L'apesanteur accélère le vieillissement comme une avance rapide
Les chercheurs qui étudient le vieillissement se heurtent à un obstacle persistant : il faut du temps pour qu'un animal vieillisse. Une solution inattendue retient de plus en plus l'attention, la microgravité.
L'exposition à la microgravité, cet état de quasi-apesanteur que vivent les astronautes, provoque en quelques semaines des changements qui ressemblent étroitement à ceux du vieillissement normal. Perte musculaire, amincissement des os, modifications du système immunitaire et vieillissement biologique accéléré au niveau cellulaire ont tous été documentés chez des humains et des animaux dans l'espace. La revue publiée sur Fight Aging explique pourquoi des chercheurs souhaitent utiliser ce phénomène comme modèle de vieillissement accéléré.
L'idée n'est pas que le vol spatial et le vieillissement sont identiques. Leurs causes profondes diffèrent. Mais les effets au niveau cellulaire et organique se recoupent suffisamment pour poser des questions utiles. Si une intervention inverse les dommages liés au vieillissement chez les astronautes, c'est une indication qu'elle pourrait aussi fonctionner dans le vieillissement ordinaire. Et cela peut être testé en quelques semaines plutôt qu'en plusieurs années.

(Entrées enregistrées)
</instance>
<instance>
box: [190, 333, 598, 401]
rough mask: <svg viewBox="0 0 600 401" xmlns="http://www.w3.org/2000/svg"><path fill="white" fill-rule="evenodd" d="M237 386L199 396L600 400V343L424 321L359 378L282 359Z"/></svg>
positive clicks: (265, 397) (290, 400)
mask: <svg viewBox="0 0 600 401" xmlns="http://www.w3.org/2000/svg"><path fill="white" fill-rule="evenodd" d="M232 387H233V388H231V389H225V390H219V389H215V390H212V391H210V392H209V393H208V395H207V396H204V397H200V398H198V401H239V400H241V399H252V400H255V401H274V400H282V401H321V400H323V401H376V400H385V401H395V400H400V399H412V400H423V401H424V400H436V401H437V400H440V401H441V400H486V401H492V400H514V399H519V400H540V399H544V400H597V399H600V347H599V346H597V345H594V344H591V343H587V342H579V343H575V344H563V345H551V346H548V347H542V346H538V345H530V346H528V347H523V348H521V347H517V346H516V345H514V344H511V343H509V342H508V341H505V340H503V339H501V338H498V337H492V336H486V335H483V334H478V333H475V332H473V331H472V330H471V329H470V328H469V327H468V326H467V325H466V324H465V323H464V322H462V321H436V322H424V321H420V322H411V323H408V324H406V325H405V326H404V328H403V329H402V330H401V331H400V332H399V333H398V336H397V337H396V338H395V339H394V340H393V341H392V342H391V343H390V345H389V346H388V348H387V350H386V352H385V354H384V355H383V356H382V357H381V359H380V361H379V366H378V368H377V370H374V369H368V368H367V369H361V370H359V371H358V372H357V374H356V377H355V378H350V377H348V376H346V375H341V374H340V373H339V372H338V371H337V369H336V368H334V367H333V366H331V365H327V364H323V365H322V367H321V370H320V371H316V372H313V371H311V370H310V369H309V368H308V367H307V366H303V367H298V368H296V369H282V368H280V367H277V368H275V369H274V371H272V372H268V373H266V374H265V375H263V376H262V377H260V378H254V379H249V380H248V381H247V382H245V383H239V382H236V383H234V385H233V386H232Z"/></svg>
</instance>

■ Action demandée ■
Dans le texte sur la microgravité et le vieillissement, énumérez tous les changements que la phrase se terminant par « ont tous été documentés chez des humains et des animaux dans l'espace » mentionne.

■ Réponse attendue ■
- Perte musculaire
- Amincissement des os
- Modifications du système immunitaire
- Vieillissement biologique accéléré au niveau cellulaire